> **TAREFA A**:
Copia o trecho da crónica que vai de "Passados cinco anos" até "na praça pública." e troca "demissão" por "saída".
> **TAREFA B**:
Passa para inglês esta frase da crónica: "Aliás o choro dos órfãos já é bem visível e audível na praça pública."

> **SECÇÃO DO DOCUMENTO**:
————————

Crónica de uma demissão anunciada
Num artigo assinado por mim há precisamente cinco anos (Abril 2016), havia inferido que o sucesso ou insucesso deste PAICV liderado pela Janira H. Almada e pelos outros “pequeninos” todos nos próximos embates eleitorais estaria dependente da forma como a nova líder pudesse unir o partido em sua volta. Naquela oportunidade havia também criticado o facto de a líder do partido nunca ter assumido a derrota de forma frontal, preferindo atirar as culpas da derrota eleitoral ao antigo líder José Maria Neves.
Passados cinco anos nada mudou. Igual a si mesma, a líder do Paicv não apenas volta a não assumir os encargos da derrota, como incorre numa inusitada e desleal estratégia de apresentação da demissão a órgãos do partido, todos compostos «à moda da líder», que sempre lhe bateram palmas e que, em coro, vão-lhe suplicar para ficar. Aliás o choro dos órfãos já é bem visível e audível na praça pública.

————————

> **LISTAGEM**:
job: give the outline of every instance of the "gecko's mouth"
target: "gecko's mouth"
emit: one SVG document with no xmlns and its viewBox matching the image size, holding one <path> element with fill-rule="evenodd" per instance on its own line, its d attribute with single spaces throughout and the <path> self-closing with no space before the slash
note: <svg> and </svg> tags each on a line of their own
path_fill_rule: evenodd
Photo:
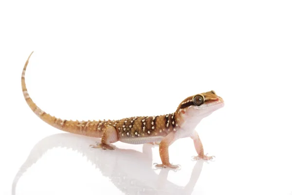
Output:
<svg viewBox="0 0 292 195">
<path fill-rule="evenodd" d="M 216 110 L 222 108 L 224 106 L 224 102 L 216 102 L 214 103 L 210 103 L 206 105 L 200 107 L 193 107 L 195 110 L 201 110 L 201 109 L 210 109 L 210 108 L 215 108 Z"/>
</svg>

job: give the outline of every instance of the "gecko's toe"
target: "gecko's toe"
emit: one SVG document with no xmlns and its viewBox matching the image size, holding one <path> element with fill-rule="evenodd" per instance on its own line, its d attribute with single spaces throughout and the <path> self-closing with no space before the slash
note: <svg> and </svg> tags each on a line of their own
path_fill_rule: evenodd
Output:
<svg viewBox="0 0 292 195">
<path fill-rule="evenodd" d="M 179 165 L 173 165 L 171 164 L 164 164 L 157 163 L 154 163 L 154 165 L 156 167 L 161 167 L 164 169 L 170 168 L 175 169 L 180 169 L 181 168 L 181 166 Z"/>
<path fill-rule="evenodd" d="M 205 155 L 204 155 L 203 156 L 192 156 L 192 159 L 193 160 L 198 160 L 201 159 L 205 160 L 209 160 L 216 157 L 215 156 L 208 156 L 207 155 L 208 153 L 206 154 Z"/>
<path fill-rule="evenodd" d="M 107 149 L 114 150 L 116 149 L 115 146 L 114 145 L 111 145 L 103 143 L 99 143 L 96 145 L 91 144 L 90 145 L 90 146 L 92 148 L 102 148 L 104 150 L 106 150 Z"/>
</svg>

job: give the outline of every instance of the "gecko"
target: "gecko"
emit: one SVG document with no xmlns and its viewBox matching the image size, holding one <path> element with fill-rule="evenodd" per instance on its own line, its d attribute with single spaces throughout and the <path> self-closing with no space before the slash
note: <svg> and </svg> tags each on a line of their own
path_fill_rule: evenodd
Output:
<svg viewBox="0 0 292 195">
<path fill-rule="evenodd" d="M 172 113 L 154 116 L 125 117 L 118 120 L 67 120 L 50 115 L 39 108 L 30 98 L 25 84 L 25 71 L 28 57 L 21 75 L 21 87 L 24 99 L 34 113 L 51 126 L 65 132 L 101 138 L 100 143 L 91 144 L 93 148 L 114 150 L 117 141 L 131 144 L 156 143 L 159 146 L 161 164 L 156 166 L 177 169 L 180 165 L 169 162 L 168 147 L 178 139 L 190 137 L 198 156 L 194 158 L 208 160 L 196 127 L 205 117 L 224 106 L 223 98 L 213 90 L 185 98 Z"/>
</svg>

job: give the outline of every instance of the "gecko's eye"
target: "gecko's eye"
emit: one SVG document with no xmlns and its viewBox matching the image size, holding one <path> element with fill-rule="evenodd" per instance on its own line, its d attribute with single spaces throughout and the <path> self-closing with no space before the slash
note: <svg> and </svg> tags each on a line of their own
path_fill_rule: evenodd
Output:
<svg viewBox="0 0 292 195">
<path fill-rule="evenodd" d="M 197 95 L 197 96 L 194 96 L 193 98 L 193 101 L 194 104 L 196 106 L 200 106 L 204 103 L 204 97 L 201 95 Z"/>
</svg>

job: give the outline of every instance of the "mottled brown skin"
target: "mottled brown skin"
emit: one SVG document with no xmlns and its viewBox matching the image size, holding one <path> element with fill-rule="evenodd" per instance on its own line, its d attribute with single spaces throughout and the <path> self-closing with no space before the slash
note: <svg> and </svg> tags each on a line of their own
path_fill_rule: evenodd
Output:
<svg viewBox="0 0 292 195">
<path fill-rule="evenodd" d="M 131 144 L 147 142 L 160 142 L 159 152 L 162 164 L 157 166 L 176 168 L 177 165 L 169 163 L 168 147 L 176 139 L 177 131 L 184 122 L 182 116 L 186 109 L 194 105 L 193 96 L 183 100 L 173 113 L 151 117 L 136 117 L 116 120 L 82 121 L 67 120 L 56 118 L 47 114 L 38 108 L 30 97 L 26 89 L 25 74 L 29 58 L 29 56 L 22 71 L 21 86 L 23 96 L 32 110 L 42 120 L 49 125 L 66 132 L 87 136 L 100 137 L 101 142 L 96 145 L 91 145 L 93 148 L 113 150 L 115 146 L 111 143 L 118 141 Z M 211 91 L 201 94 L 204 98 L 205 104 L 219 100 L 223 100 Z M 162 138 L 162 137 L 163 137 Z M 200 158 L 207 159 L 209 157 L 203 154 L 203 149 L 199 136 L 194 135 L 191 137 L 194 140 L 196 150 Z M 211 157 L 212 158 L 212 157 Z"/>
</svg>

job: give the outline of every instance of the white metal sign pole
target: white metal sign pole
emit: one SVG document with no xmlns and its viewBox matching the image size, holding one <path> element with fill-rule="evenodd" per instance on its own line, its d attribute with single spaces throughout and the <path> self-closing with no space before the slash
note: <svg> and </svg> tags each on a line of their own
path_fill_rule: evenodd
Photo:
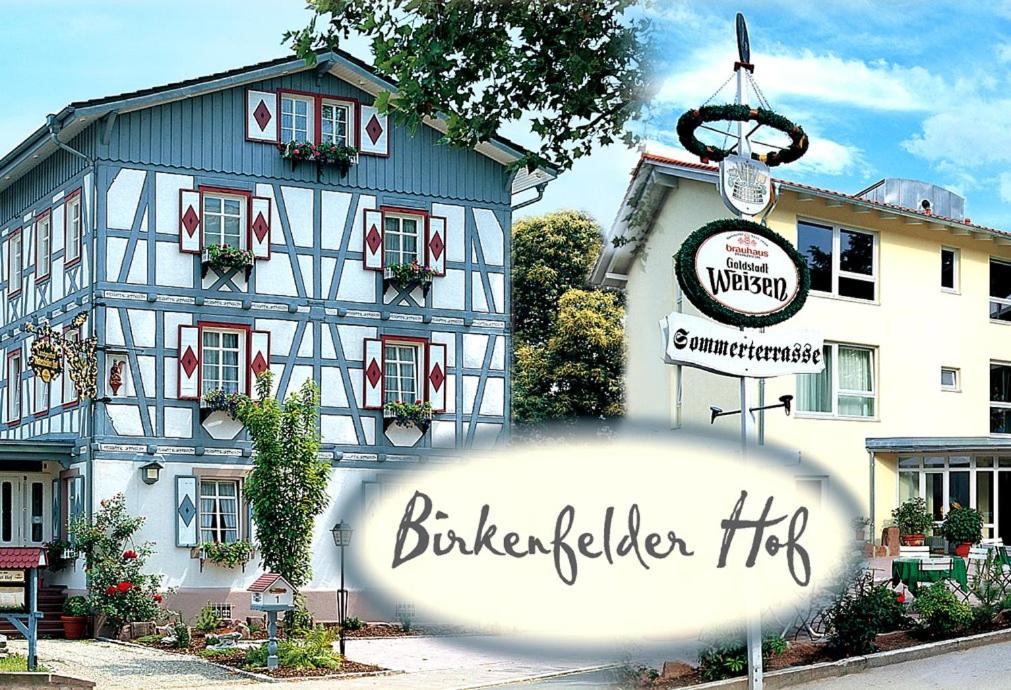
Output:
<svg viewBox="0 0 1011 690">
<path fill-rule="evenodd" d="M 738 29 L 738 42 L 740 42 L 740 29 Z M 740 53 L 743 53 L 743 51 L 740 51 Z M 740 63 L 736 66 L 737 97 L 735 100 L 737 104 L 741 104 L 746 100 L 744 93 L 744 70 L 746 68 L 741 64 L 745 61 L 745 56 L 739 55 L 738 57 L 740 58 Z M 737 121 L 737 155 L 744 160 L 749 160 L 751 158 L 751 144 L 748 142 L 745 131 L 747 121 Z M 742 212 L 738 212 L 737 217 L 751 220 Z M 742 327 L 741 330 L 743 331 L 744 328 Z M 744 460 L 747 460 L 748 457 L 748 437 L 751 432 L 751 402 L 749 400 L 749 393 L 748 377 L 741 376 L 741 458 Z M 756 602 L 751 597 L 748 597 L 746 601 L 747 617 L 745 619 L 745 626 L 748 651 L 748 690 L 762 690 L 761 616 L 757 612 Z"/>
</svg>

————————

> **RESPOSTA ESCRITA A**:
Passados cinco anos nada mudou. Igual a si mesma, a líder do Paicv não apenas volta a não assumir os encargos da derrota, como incorre numa inusitada e desleal estratégia de apresentação da saída a órgãos do partido, todos compostos «à moda da líder», que sempre lhe bateram palmas e que, em coro, vão-lhe suplicar para ficar. Aliás o choro dos órfãos já é bem visível e audível na praça pública.

> **RESPOSTA ESCRITA B**:
In fact, the orphans' weeping is already plainly visible and audible in the public square.